* PROBLEM DETAILS
I would like each line of the data that holds the word "pine" copied out.

* DATA TO EXAMINE
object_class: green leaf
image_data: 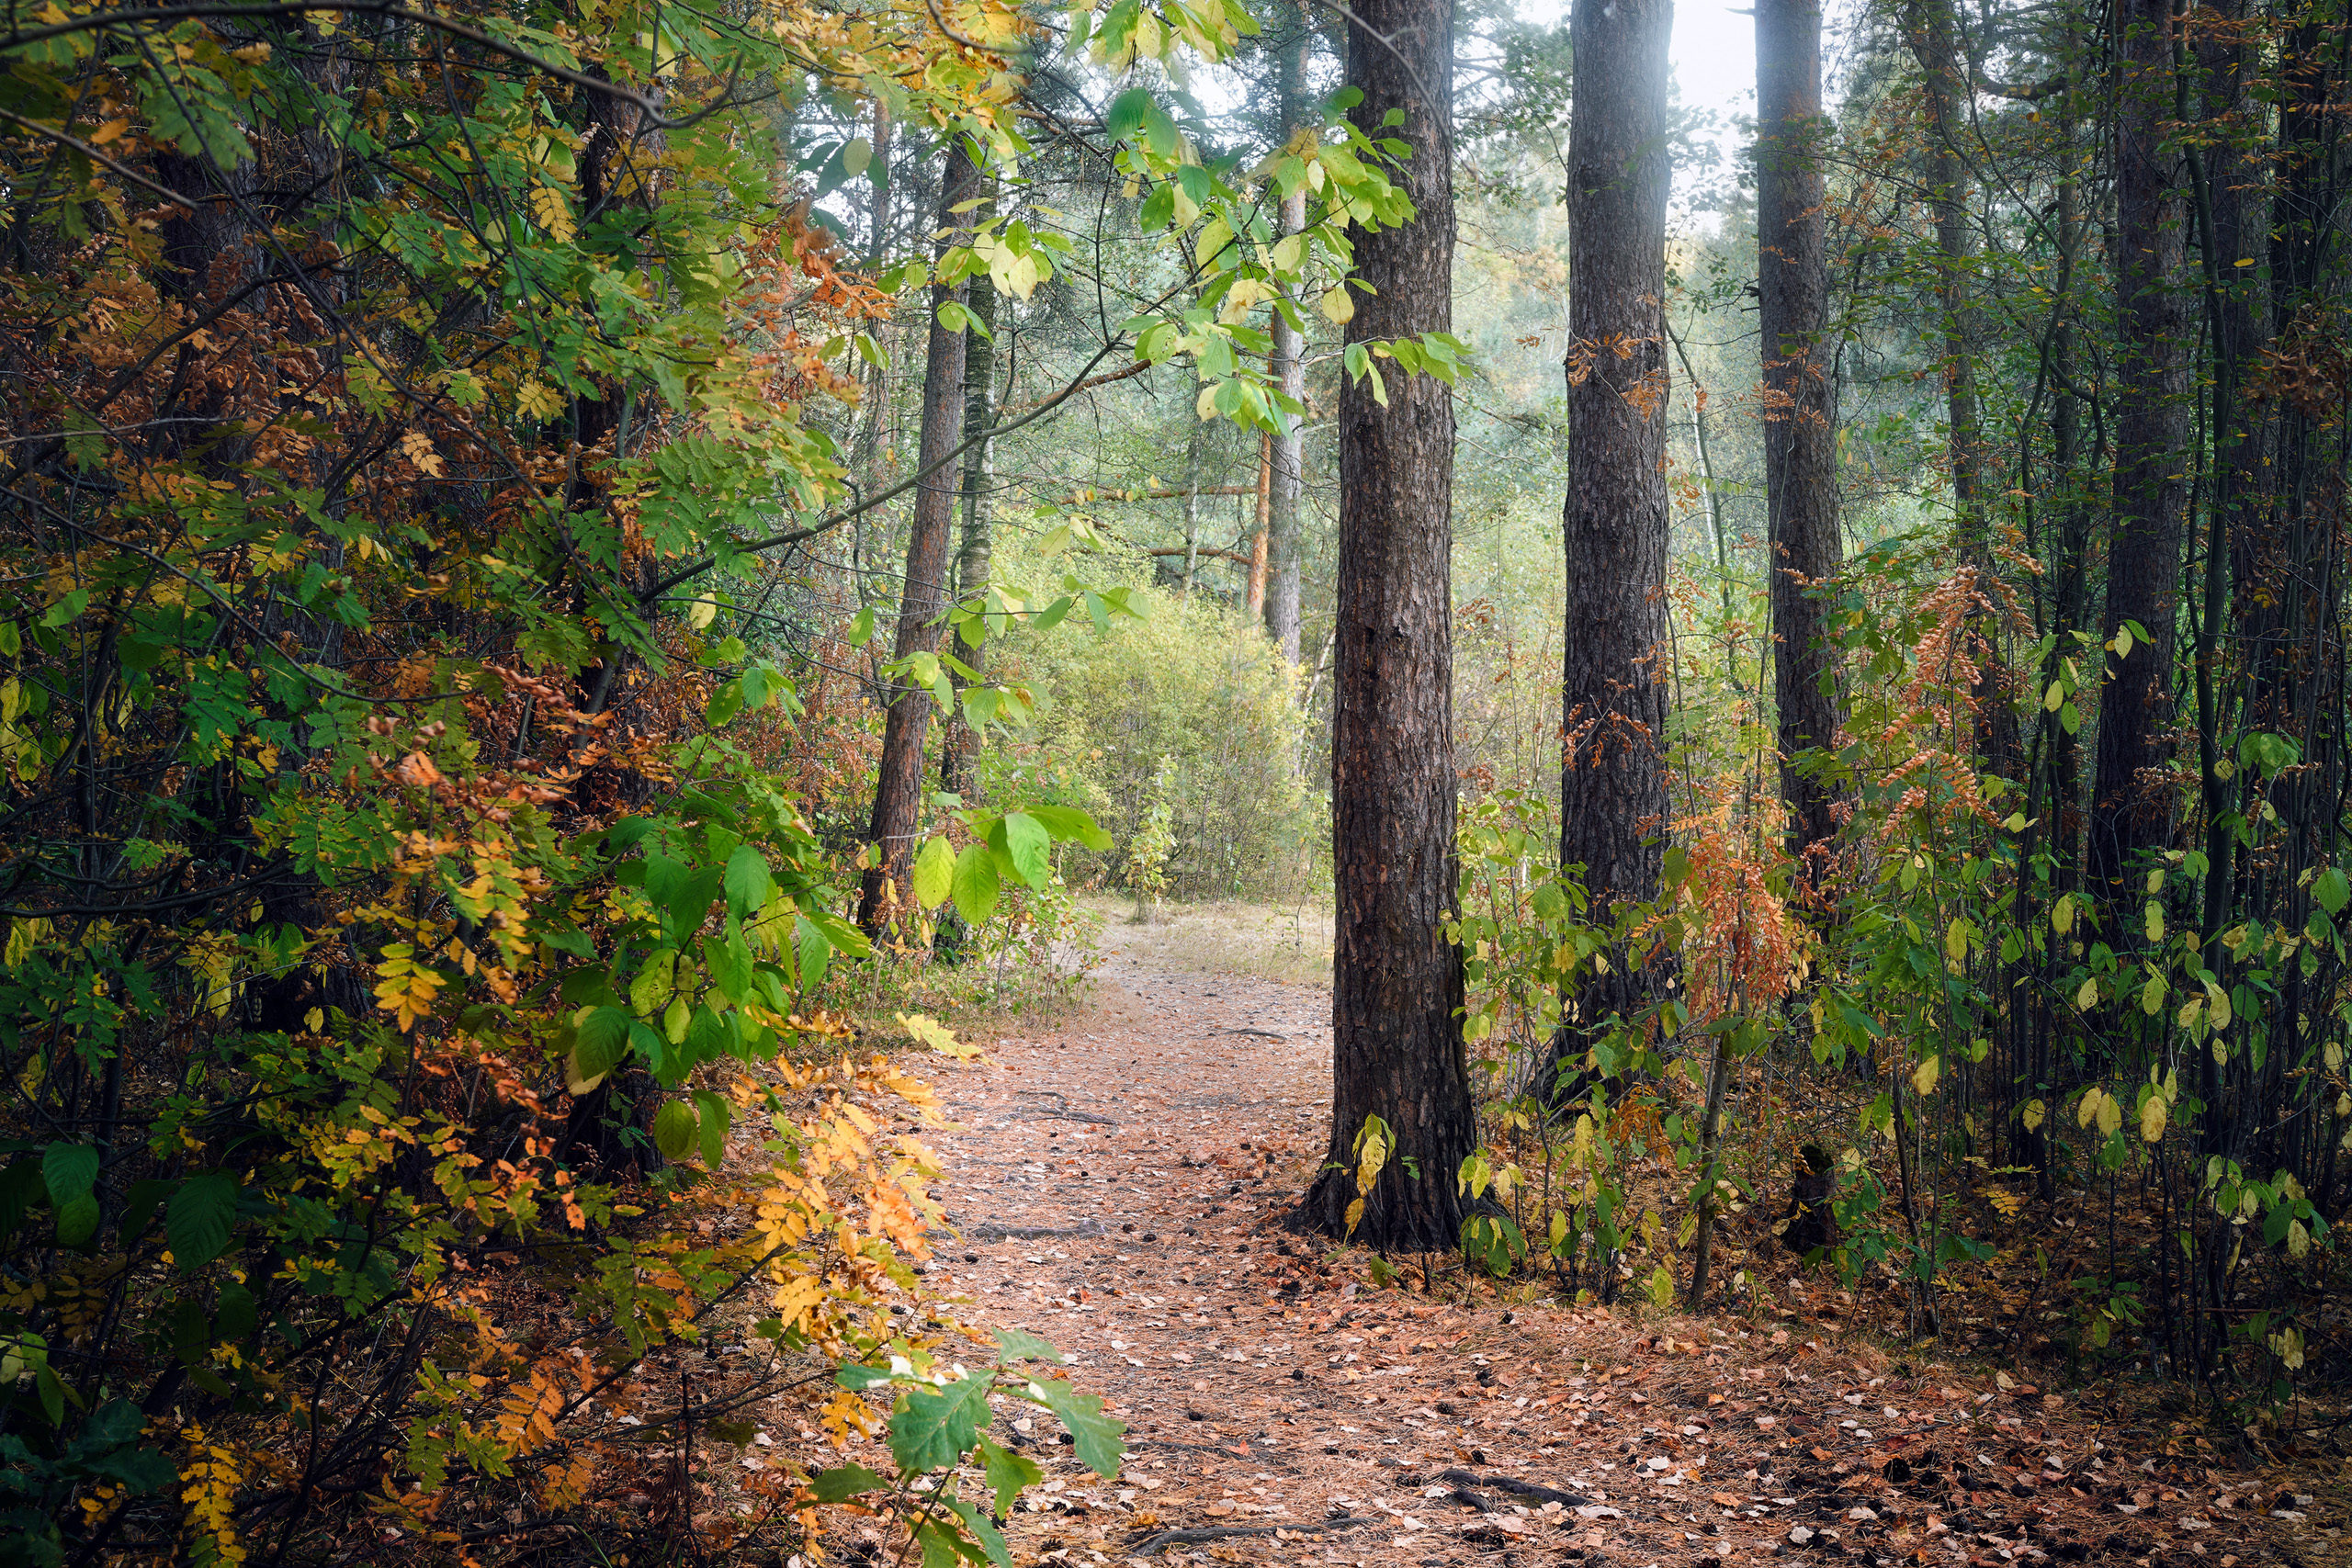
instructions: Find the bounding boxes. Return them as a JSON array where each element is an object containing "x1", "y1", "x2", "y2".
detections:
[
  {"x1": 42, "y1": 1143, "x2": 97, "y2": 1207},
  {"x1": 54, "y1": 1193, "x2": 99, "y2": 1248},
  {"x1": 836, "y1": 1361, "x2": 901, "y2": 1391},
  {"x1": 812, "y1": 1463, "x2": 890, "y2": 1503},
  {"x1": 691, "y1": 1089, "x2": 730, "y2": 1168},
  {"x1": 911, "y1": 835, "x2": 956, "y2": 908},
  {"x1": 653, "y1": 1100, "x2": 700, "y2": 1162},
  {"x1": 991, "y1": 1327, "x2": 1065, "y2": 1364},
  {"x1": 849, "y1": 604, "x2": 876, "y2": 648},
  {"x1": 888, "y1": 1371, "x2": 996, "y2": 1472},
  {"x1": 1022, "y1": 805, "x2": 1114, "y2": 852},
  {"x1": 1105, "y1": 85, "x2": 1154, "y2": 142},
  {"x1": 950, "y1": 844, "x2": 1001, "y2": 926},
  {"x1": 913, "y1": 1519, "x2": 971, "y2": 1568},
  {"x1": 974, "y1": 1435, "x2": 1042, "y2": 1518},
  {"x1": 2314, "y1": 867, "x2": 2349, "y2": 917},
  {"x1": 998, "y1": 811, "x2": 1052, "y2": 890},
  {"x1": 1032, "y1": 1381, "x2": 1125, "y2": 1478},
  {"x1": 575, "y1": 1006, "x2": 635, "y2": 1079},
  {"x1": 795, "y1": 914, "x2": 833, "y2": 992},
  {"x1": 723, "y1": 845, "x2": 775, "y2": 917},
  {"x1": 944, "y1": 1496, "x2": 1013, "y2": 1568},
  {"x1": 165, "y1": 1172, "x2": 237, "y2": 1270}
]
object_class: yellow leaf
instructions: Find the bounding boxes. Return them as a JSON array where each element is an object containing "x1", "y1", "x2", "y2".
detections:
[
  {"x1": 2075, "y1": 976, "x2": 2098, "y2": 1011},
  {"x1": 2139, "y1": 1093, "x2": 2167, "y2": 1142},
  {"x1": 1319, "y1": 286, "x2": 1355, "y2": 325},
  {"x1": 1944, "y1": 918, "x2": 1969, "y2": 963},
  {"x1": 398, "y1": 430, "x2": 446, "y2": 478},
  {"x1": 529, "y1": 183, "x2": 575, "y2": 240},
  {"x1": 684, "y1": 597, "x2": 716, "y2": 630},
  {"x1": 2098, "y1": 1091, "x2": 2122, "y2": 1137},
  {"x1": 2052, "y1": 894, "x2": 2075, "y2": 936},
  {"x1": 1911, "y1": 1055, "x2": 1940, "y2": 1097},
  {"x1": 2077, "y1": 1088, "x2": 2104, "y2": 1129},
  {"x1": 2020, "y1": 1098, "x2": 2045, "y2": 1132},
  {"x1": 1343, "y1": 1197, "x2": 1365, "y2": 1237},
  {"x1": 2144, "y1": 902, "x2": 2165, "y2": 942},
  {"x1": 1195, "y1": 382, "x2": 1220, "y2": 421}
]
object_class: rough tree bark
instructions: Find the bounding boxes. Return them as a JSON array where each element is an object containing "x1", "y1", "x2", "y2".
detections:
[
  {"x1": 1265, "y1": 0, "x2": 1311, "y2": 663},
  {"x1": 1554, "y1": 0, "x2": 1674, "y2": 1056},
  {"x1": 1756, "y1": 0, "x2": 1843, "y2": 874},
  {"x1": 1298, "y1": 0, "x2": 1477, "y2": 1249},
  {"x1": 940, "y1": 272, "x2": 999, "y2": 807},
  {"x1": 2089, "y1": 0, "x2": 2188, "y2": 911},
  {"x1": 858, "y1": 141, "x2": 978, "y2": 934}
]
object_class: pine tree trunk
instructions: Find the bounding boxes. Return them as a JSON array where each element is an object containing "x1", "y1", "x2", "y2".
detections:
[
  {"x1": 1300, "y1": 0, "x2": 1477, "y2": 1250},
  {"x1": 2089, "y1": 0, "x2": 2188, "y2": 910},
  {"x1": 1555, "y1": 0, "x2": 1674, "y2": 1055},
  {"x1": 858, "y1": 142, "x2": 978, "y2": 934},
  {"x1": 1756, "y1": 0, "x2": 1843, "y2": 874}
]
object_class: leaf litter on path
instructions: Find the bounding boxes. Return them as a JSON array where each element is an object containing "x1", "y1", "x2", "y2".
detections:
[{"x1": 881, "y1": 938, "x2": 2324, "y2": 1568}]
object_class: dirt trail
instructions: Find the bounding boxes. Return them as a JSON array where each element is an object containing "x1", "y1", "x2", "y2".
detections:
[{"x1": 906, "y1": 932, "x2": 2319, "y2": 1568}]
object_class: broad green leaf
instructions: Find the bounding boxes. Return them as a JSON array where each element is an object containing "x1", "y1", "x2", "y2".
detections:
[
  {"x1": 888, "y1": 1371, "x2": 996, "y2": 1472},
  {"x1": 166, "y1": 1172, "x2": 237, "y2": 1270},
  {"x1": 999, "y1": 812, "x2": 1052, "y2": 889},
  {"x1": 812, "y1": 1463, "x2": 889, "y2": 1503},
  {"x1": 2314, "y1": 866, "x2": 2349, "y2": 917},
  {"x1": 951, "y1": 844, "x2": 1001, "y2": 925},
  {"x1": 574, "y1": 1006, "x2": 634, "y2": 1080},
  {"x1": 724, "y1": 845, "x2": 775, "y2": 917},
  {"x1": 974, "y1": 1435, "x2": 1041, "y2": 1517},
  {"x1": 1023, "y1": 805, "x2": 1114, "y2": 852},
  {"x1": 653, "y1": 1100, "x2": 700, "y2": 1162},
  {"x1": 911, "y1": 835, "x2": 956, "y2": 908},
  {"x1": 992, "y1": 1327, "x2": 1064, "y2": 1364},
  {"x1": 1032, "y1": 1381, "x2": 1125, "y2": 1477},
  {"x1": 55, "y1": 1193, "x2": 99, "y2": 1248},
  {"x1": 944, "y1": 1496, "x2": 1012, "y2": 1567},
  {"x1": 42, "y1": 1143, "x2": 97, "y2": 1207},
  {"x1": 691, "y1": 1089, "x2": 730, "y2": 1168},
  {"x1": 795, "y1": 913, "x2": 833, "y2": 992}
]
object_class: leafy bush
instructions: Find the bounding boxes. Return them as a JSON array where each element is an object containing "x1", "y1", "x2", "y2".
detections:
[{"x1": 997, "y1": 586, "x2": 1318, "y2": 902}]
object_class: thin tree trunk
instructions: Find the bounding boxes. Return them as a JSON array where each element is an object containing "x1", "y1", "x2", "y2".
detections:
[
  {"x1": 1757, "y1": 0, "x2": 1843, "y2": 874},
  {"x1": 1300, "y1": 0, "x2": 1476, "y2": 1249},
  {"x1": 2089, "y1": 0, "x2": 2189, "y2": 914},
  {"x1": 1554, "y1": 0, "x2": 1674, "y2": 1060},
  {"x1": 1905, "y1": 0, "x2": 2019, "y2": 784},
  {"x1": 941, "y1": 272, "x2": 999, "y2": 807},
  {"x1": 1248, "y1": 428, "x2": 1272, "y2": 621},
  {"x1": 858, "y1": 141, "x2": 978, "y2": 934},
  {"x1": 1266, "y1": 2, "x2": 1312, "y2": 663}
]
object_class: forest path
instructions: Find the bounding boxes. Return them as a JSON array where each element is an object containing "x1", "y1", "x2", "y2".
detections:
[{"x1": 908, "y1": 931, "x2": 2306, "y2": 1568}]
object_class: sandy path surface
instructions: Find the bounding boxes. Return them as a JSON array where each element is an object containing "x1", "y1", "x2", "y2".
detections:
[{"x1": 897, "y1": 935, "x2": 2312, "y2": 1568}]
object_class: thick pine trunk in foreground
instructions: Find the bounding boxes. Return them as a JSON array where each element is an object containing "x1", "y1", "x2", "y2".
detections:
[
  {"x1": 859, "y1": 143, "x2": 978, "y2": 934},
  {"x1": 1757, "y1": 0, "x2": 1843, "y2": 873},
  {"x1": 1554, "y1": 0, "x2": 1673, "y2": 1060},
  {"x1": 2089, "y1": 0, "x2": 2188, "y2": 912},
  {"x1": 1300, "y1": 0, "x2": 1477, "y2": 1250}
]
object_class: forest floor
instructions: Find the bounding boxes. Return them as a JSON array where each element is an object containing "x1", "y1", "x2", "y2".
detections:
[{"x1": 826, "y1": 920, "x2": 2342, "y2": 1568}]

* RESPONSE FOR THIS EXERCISE
object_class: pine tree trunk
object_class: thick pine trunk in foreground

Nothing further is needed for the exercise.